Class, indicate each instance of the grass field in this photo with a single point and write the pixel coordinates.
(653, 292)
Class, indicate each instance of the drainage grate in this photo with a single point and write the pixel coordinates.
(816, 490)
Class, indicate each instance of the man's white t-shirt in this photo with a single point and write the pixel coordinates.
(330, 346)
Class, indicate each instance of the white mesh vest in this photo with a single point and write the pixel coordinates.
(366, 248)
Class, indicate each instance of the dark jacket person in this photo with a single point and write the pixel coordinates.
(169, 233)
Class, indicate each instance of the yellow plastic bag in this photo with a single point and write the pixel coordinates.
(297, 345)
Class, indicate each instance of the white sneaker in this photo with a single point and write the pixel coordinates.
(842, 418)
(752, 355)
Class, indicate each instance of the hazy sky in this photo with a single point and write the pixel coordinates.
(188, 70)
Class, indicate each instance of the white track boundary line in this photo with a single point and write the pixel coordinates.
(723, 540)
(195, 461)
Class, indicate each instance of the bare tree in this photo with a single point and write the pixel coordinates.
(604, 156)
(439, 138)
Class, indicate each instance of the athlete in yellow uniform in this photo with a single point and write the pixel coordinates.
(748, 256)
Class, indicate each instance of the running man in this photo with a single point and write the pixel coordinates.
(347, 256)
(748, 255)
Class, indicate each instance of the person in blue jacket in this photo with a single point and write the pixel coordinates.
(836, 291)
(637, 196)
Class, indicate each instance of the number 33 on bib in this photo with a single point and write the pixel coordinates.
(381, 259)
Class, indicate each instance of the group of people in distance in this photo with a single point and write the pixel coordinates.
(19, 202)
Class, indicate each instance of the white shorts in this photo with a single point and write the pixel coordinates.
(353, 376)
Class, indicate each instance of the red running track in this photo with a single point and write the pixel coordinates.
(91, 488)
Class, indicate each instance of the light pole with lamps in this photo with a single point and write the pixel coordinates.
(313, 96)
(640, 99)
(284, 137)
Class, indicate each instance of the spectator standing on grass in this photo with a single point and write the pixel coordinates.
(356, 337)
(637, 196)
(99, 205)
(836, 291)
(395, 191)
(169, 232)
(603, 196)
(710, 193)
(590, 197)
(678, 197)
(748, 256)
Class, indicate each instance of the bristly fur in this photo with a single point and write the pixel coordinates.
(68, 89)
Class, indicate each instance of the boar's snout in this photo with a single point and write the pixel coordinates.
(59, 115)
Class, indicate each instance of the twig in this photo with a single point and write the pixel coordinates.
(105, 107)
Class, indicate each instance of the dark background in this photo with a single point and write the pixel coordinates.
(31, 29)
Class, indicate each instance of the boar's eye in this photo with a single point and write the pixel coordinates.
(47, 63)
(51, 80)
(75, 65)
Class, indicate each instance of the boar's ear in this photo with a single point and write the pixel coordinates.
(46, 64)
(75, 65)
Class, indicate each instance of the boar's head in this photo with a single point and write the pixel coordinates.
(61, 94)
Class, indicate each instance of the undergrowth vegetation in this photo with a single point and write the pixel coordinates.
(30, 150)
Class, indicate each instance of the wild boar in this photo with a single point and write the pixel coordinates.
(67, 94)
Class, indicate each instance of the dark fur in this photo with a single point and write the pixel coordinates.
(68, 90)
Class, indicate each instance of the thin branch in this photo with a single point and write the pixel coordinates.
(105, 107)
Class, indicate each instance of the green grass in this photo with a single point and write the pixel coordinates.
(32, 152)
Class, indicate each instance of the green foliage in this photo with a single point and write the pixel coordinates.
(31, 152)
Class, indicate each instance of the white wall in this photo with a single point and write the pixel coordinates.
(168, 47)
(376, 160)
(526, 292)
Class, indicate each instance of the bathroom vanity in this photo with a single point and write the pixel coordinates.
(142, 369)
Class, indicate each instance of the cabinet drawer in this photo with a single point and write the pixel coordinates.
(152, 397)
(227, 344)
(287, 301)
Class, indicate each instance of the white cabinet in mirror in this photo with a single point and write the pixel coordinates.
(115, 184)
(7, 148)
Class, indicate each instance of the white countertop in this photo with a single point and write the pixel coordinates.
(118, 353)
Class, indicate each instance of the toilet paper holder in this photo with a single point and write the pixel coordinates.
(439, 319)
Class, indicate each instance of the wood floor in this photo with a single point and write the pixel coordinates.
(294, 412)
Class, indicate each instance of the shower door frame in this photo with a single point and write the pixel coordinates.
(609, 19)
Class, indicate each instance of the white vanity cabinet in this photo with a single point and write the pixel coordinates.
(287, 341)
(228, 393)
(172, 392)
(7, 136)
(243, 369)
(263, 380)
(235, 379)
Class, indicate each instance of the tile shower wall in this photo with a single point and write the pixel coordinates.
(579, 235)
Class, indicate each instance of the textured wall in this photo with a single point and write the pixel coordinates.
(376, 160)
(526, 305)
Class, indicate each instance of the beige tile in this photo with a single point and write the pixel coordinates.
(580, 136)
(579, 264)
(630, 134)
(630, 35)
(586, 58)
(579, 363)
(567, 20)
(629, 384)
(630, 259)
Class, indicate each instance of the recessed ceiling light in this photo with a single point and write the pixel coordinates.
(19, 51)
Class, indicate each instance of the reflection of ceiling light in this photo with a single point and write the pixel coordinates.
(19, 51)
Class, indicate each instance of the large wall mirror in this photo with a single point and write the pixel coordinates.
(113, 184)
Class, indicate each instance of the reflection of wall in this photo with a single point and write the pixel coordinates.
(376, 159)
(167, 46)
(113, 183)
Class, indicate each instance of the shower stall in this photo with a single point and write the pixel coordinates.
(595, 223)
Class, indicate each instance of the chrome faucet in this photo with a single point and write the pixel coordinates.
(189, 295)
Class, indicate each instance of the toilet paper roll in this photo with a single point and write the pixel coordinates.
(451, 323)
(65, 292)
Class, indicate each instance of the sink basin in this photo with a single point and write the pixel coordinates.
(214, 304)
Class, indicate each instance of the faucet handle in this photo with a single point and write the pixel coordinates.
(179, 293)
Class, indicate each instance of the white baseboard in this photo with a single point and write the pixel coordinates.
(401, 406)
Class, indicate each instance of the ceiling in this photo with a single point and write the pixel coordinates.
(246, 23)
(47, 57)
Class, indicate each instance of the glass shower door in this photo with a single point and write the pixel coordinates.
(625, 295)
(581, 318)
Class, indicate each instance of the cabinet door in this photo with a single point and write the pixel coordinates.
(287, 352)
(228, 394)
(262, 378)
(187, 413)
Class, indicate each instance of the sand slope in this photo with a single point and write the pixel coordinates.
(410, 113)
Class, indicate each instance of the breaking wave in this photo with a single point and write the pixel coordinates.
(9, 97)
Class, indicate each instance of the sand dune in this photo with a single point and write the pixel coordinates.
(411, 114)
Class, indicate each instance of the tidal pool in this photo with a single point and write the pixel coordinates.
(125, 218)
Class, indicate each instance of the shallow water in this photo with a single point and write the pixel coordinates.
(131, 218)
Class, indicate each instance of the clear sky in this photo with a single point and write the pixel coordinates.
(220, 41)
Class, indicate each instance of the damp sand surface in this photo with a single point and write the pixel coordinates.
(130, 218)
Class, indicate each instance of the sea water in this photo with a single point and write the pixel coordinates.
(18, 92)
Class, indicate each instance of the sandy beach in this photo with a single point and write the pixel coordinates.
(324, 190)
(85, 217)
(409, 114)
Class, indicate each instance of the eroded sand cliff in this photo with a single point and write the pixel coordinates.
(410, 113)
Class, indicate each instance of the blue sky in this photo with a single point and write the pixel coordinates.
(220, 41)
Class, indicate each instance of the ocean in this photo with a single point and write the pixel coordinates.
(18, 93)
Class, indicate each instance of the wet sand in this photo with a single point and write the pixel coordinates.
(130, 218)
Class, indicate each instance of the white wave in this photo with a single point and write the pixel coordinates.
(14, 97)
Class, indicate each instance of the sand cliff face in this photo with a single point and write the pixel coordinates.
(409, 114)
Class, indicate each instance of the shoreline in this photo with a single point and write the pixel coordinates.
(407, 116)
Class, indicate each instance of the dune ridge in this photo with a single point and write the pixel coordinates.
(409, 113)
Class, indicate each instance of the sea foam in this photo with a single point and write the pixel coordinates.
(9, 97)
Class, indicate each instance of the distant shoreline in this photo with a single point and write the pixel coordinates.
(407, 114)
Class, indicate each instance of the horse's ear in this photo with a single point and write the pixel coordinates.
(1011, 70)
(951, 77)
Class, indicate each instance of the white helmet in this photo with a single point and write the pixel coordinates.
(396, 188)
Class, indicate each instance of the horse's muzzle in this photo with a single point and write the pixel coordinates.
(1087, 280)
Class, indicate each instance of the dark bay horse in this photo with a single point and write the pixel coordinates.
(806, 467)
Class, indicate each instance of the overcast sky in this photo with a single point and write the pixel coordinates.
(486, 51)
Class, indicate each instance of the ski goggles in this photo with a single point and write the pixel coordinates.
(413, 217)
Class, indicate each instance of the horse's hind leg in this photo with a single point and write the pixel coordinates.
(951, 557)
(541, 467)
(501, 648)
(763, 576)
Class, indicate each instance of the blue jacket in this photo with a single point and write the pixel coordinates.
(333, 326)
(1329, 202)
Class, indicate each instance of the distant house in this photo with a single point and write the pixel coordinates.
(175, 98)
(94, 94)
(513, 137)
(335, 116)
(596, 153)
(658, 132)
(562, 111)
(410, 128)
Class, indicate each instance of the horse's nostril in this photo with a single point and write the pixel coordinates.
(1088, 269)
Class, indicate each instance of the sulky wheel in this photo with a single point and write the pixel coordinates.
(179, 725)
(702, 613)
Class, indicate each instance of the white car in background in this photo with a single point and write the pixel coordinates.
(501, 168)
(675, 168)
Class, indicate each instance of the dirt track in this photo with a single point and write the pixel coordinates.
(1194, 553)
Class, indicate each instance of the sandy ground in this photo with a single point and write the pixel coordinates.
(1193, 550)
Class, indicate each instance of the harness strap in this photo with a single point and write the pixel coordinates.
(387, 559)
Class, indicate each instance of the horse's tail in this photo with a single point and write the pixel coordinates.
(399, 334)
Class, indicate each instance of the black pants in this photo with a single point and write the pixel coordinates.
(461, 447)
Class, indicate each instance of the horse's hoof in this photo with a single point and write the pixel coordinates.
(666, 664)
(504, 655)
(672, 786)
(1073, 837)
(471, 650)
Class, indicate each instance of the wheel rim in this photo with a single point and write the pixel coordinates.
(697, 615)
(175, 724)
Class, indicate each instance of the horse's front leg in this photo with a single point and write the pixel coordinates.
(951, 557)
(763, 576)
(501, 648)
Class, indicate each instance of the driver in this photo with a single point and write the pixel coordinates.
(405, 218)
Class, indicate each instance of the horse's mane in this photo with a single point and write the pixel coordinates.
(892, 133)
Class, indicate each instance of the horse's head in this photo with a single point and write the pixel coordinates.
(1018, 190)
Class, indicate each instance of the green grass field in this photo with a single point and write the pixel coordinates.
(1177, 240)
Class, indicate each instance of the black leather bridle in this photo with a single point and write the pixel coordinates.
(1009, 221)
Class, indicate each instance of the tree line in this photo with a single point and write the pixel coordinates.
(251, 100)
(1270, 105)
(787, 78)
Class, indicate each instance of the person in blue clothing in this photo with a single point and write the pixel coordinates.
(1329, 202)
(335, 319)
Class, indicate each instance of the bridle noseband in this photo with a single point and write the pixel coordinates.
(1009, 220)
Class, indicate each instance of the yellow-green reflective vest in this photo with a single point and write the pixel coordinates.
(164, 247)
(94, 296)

###

The requested output is the line holding "Class, indicate each instance of the black leather" and every line after it up to the last line of the listing, exactly, with nothing else.

= Answer to this task =
Class, indicate each instance of the black leather bridle in this photo with a single point and write the pixel coordinates.
(1009, 221)
Class, indicate each instance of the tree line in this photo with a single point and write the pixel coordinates.
(251, 100)
(1270, 105)
(787, 78)
Class, indicate each instance of the person in blue clothing in this photo with a single point and write the pixel coordinates.
(1329, 202)
(335, 319)
Class, indicate each instance of the bridle noseband in this photo with a single point and write the pixel coordinates.
(1009, 220)
Class, indicate each instance of the yellow-green reflective vest in this photo with a single point and write the pixel coordinates.
(164, 247)
(94, 296)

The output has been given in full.